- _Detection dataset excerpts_
··········
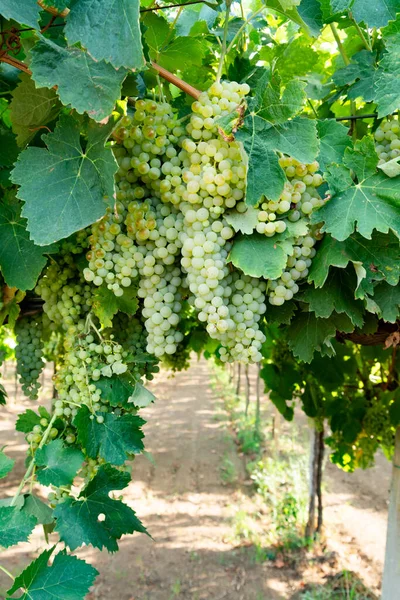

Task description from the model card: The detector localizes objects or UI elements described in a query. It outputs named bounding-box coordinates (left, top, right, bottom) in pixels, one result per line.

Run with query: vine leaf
left=228, top=220, right=308, bottom=279
left=35, top=440, right=84, bottom=487
left=317, top=119, right=351, bottom=171
left=332, top=50, right=379, bottom=102
left=374, top=20, right=400, bottom=118
left=11, top=115, right=117, bottom=246
left=7, top=546, right=98, bottom=600
left=129, top=381, right=156, bottom=408
left=225, top=206, right=258, bottom=235
left=236, top=70, right=318, bottom=206
left=54, top=465, right=147, bottom=552
left=301, top=269, right=364, bottom=327
left=331, top=0, right=399, bottom=27
left=0, top=0, right=40, bottom=29
left=10, top=73, right=61, bottom=146
left=93, top=286, right=139, bottom=327
left=30, top=36, right=126, bottom=121
left=287, top=312, right=354, bottom=363
left=308, top=232, right=400, bottom=298
left=0, top=204, right=56, bottom=291
left=74, top=406, right=145, bottom=465
left=65, top=0, right=145, bottom=70
left=312, top=137, right=400, bottom=241
left=0, top=506, right=36, bottom=548
left=373, top=282, right=400, bottom=323
left=0, top=450, right=15, bottom=479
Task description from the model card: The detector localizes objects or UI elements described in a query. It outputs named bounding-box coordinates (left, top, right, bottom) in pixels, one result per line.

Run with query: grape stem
left=216, top=0, right=231, bottom=83
left=151, top=61, right=201, bottom=100
left=10, top=414, right=57, bottom=506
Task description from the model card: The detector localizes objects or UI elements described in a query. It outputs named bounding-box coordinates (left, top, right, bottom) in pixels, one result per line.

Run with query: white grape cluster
left=138, top=264, right=183, bottom=357
left=15, top=316, right=44, bottom=400
left=268, top=228, right=319, bottom=306
left=54, top=333, right=128, bottom=423
left=374, top=116, right=400, bottom=165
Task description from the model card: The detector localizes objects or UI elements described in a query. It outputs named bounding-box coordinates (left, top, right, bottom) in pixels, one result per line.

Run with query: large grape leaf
left=11, top=115, right=117, bottom=246
left=74, top=406, right=145, bottom=465
left=94, top=374, right=135, bottom=406
left=236, top=70, right=318, bottom=206
left=0, top=506, right=36, bottom=548
left=35, top=440, right=84, bottom=487
left=54, top=465, right=147, bottom=552
left=333, top=50, right=379, bottom=102
left=373, top=19, right=400, bottom=117
left=308, top=232, right=400, bottom=298
left=331, top=0, right=400, bottom=27
left=65, top=0, right=145, bottom=70
left=373, top=282, right=400, bottom=323
left=0, top=204, right=56, bottom=290
left=0, top=0, right=40, bottom=29
left=30, top=36, right=126, bottom=121
left=317, top=119, right=351, bottom=171
left=287, top=312, right=354, bottom=363
left=10, top=73, right=61, bottom=146
left=301, top=269, right=364, bottom=327
left=7, top=546, right=98, bottom=600
left=312, top=137, right=400, bottom=241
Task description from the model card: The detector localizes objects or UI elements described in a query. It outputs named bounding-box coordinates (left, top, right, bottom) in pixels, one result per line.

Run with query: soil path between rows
left=0, top=361, right=390, bottom=600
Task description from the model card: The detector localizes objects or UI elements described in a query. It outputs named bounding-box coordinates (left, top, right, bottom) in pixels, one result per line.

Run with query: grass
left=298, top=571, right=377, bottom=600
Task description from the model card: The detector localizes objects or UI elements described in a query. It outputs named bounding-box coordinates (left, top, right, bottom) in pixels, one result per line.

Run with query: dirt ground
left=0, top=361, right=390, bottom=600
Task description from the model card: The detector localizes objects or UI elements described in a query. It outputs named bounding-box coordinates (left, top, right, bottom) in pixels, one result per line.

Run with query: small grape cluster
left=15, top=316, right=44, bottom=400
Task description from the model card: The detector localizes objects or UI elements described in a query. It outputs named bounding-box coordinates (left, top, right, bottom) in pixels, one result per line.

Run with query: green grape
left=15, top=315, right=44, bottom=400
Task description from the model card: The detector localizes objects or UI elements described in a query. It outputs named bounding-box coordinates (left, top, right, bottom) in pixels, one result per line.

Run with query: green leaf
left=0, top=125, right=19, bottom=167
left=65, top=0, right=145, bottom=70
left=308, top=232, right=400, bottom=297
left=0, top=450, right=15, bottom=479
left=30, top=36, right=126, bottom=121
left=0, top=506, right=36, bottom=548
left=55, top=465, right=146, bottom=552
left=333, top=50, right=379, bottom=102
left=15, top=408, right=40, bottom=433
left=94, top=375, right=135, bottom=406
left=0, top=0, right=40, bottom=29
left=228, top=233, right=288, bottom=279
left=92, top=285, right=139, bottom=327
left=158, top=37, right=207, bottom=71
left=129, top=381, right=156, bottom=408
left=331, top=0, right=399, bottom=27
left=35, top=440, right=84, bottom=487
left=10, top=73, right=60, bottom=146
left=22, top=494, right=54, bottom=525
left=0, top=204, right=55, bottom=290
left=317, top=119, right=351, bottom=171
left=74, top=406, right=145, bottom=465
left=287, top=312, right=354, bottom=363
left=236, top=70, right=318, bottom=206
left=224, top=206, right=258, bottom=235
left=373, top=282, right=400, bottom=323
left=7, top=546, right=98, bottom=600
left=301, top=269, right=364, bottom=327
left=374, top=24, right=400, bottom=118
left=311, top=137, right=400, bottom=240
left=12, top=115, right=117, bottom=246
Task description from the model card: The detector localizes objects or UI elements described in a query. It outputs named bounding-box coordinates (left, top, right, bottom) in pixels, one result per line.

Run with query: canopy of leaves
··········
- _WORK TO BE COMPLETED_
Put each line of the records above into a Markdown table with the columns Row and Line, numbering the rows and skipping blank lines. Leave the pictures out.

- _EXERCISE RESULT_
| Row | Line |
|---|---|
| 1 | Task description from the model card: The detector localizes objects or UI elements described in a query. It outputs named bounding-box coordinates (left, top, right, bottom) in pixels, one result per line. |
| 2 | Run with query: vine leaf |
| 3 | left=228, top=220, right=308, bottom=279 |
| 4 | left=35, top=440, right=84, bottom=487 |
| 5 | left=317, top=119, right=351, bottom=171 |
| 6 | left=332, top=50, right=379, bottom=102 |
| 7 | left=374, top=20, right=400, bottom=118 |
| 8 | left=11, top=115, right=117, bottom=246 |
| 9 | left=7, top=546, right=98, bottom=600 |
| 10 | left=129, top=381, right=156, bottom=408 |
| 11 | left=225, top=206, right=258, bottom=235 |
| 12 | left=236, top=70, right=318, bottom=206 |
| 13 | left=54, top=465, right=147, bottom=552 |
| 14 | left=301, top=269, right=364, bottom=327 |
| 15 | left=331, top=0, right=399, bottom=27 |
| 16 | left=0, top=0, right=40, bottom=29 |
| 17 | left=10, top=73, right=61, bottom=146 |
| 18 | left=93, top=286, right=139, bottom=327 |
| 19 | left=30, top=36, right=126, bottom=121 |
| 20 | left=287, top=312, right=354, bottom=363 |
| 21 | left=308, top=232, right=400, bottom=298 |
| 22 | left=0, top=204, right=56, bottom=291 |
| 23 | left=74, top=406, right=145, bottom=465 |
| 24 | left=65, top=0, right=145, bottom=70 |
| 25 | left=312, top=137, right=400, bottom=241 |
| 26 | left=0, top=506, right=36, bottom=548 |
| 27 | left=373, top=282, right=400, bottom=323 |
| 28 | left=0, top=450, right=15, bottom=479 |
| 29 | Task description from the model card: The detector localizes objects or UI elements described in a query. It outputs named bounding-box coordinates (left, top, right, bottom) in pixels, one result per line. |
| 30 | Run with query: grape stem |
| 31 | left=216, top=0, right=231, bottom=83 |
| 32 | left=151, top=61, right=201, bottom=100 |
| 33 | left=10, top=414, right=57, bottom=506 |
| 34 | Task description from the model card: The detector localizes objects or UI elements described in a query. It outputs named bounding-box coordinates (left, top, right, bottom) in pixels, one result per line. |
| 35 | Run with query: white grape cluster |
| 36 | left=138, top=264, right=183, bottom=357 |
| 37 | left=15, top=316, right=44, bottom=400 |
| 38 | left=268, top=228, right=319, bottom=306 |
| 39 | left=54, top=333, right=128, bottom=423 |
| 40 | left=374, top=116, right=400, bottom=165 |
| 41 | Task description from the model card: The detector localizes objects or UI elements described in a query. It outputs named bounding-box coordinates (left, top, right, bottom) in pixels, one result per line. |
| 42 | Run with query: large grape leaf |
| 43 | left=11, top=115, right=117, bottom=246 |
| 44 | left=74, top=406, right=145, bottom=465 |
| 45 | left=94, top=374, right=135, bottom=406 |
| 46 | left=236, top=70, right=318, bottom=206 |
| 47 | left=0, top=506, right=36, bottom=548 |
| 48 | left=35, top=440, right=84, bottom=487 |
| 49 | left=54, top=465, right=147, bottom=552 |
| 50 | left=333, top=50, right=379, bottom=102 |
| 51 | left=373, top=19, right=400, bottom=117 |
| 52 | left=308, top=232, right=400, bottom=298 |
| 53 | left=331, top=0, right=400, bottom=27 |
| 54 | left=65, top=0, right=145, bottom=70 |
| 55 | left=373, top=282, right=400, bottom=323 |
| 56 | left=0, top=204, right=56, bottom=290 |
| 57 | left=0, top=0, right=40, bottom=29 |
| 58 | left=30, top=36, right=126, bottom=121 |
| 59 | left=317, top=119, right=351, bottom=171 |
| 60 | left=287, top=312, right=354, bottom=363 |
| 61 | left=10, top=73, right=61, bottom=146 |
| 62 | left=301, top=269, right=364, bottom=327 |
| 63 | left=7, top=546, right=98, bottom=600 |
| 64 | left=312, top=137, right=400, bottom=241 |
| 65 | Task description from the model card: The detector localizes objects or UI elements described in a query. It outputs named bounding-box coordinates (left, top, right, bottom) in pixels, one result per line. |
| 66 | Run with query: soil path between rows |
| 67 | left=0, top=361, right=390, bottom=600 |
| 68 | Task description from the model card: The detector localizes objects or UI elements described in a query. It outputs named bounding-box coordinates (left, top, right, bottom) in pixels, one result per line. |
| 69 | Run with query: grass |
| 70 | left=298, top=571, right=377, bottom=600 |
| 71 | Task description from the model card: The detector localizes objects or UI elements described in a query. It outputs named bounding-box coordinates (left, top, right, bottom) in pixels, one result per line. |
| 72 | Run with query: dirt ground |
| 73 | left=0, top=361, right=390, bottom=600 |
| 74 | Task description from the model card: The detector localizes objects or UI elements described in a query. It outputs named bounding-box coordinates (left, top, right, bottom) in pixels, one result per line. |
| 75 | Run with query: small grape cluster |
| 76 | left=15, top=316, right=44, bottom=400 |
| 77 | Task description from the model card: The detector localizes objects or UI elements described in a query. It outputs named bounding-box coordinates (left, top, right, bottom) in pixels, one result per line. |
| 78 | Run with query: green grape |
| 79 | left=15, top=315, right=44, bottom=400 |
| 80 | Task description from the model card: The detector localizes objects or UI elements described in a query. It outputs named bounding-box coordinates (left, top, right, bottom) in pixels, one result per line. |
| 81 | Run with query: green leaf |
| 82 | left=0, top=125, right=19, bottom=167 |
| 83 | left=65, top=0, right=145, bottom=70 |
| 84 | left=308, top=232, right=400, bottom=297 |
| 85 | left=0, top=450, right=15, bottom=479 |
| 86 | left=30, top=36, right=126, bottom=121 |
| 87 | left=0, top=506, right=36, bottom=548 |
| 88 | left=55, top=465, right=146, bottom=552 |
| 89 | left=333, top=50, right=379, bottom=102 |
| 90 | left=15, top=408, right=40, bottom=433 |
| 91 | left=94, top=375, right=135, bottom=406 |
| 92 | left=0, top=0, right=40, bottom=29 |
| 93 | left=228, top=233, right=288, bottom=279 |
| 94 | left=92, top=285, right=139, bottom=327 |
| 95 | left=158, top=37, right=207, bottom=71 |
| 96 | left=129, top=381, right=156, bottom=408 |
| 97 | left=331, top=0, right=399, bottom=27 |
| 98 | left=35, top=440, right=84, bottom=487 |
| 99 | left=10, top=73, right=60, bottom=146 |
| 100 | left=22, top=494, right=54, bottom=525 |
| 101 | left=0, top=204, right=55, bottom=290 |
| 102 | left=317, top=119, right=351, bottom=171 |
| 103 | left=74, top=406, right=145, bottom=465 |
| 104 | left=287, top=312, right=354, bottom=363 |
| 105 | left=236, top=70, right=318, bottom=206 |
| 106 | left=224, top=206, right=258, bottom=235 |
| 107 | left=373, top=282, right=400, bottom=323 |
| 108 | left=7, top=546, right=98, bottom=600 |
| 109 | left=301, top=269, right=364, bottom=327 |
| 110 | left=374, top=24, right=400, bottom=118 |
| 111 | left=311, top=137, right=400, bottom=240 |
| 112 | left=12, top=115, right=117, bottom=246 |
| 113 | Task description from the model card: The detector localizes objects or UI elements described in a query. It outputs named bounding-box coordinates (left, top, right, bottom) in pixels, one result per line. |
| 114 | Run with query: canopy of leaves |